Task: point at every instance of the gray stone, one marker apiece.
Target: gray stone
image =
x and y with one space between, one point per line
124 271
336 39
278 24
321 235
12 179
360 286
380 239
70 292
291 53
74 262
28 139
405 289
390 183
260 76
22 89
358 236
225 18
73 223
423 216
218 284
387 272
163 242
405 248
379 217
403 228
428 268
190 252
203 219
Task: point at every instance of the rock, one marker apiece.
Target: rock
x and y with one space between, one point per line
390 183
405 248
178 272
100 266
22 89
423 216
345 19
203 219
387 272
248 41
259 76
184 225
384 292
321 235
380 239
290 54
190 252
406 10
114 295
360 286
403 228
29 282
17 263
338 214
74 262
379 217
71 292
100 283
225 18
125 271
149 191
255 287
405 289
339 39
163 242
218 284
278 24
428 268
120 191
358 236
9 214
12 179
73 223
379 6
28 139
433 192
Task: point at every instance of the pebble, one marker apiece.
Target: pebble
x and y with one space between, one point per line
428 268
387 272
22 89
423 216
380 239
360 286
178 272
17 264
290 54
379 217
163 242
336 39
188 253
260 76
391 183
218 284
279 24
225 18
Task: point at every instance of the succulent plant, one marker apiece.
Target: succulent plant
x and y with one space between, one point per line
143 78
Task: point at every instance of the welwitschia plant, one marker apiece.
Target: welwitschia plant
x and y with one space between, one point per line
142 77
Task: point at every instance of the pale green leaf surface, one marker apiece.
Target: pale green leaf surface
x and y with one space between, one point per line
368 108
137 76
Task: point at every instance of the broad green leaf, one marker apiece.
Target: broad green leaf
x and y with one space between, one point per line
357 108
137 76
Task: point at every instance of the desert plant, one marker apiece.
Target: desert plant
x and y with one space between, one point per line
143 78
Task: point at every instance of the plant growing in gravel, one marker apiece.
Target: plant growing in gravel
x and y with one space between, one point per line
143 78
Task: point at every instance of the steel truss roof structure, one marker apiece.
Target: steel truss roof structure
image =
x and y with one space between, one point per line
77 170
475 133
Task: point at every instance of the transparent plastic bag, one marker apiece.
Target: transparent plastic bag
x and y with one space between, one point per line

Problem requirements: Which lines of the material above hold the string "pebble"? Pull them out.

Expected answer:
Task: point at every instance of the pebble, one marker apiece.
Target: pebble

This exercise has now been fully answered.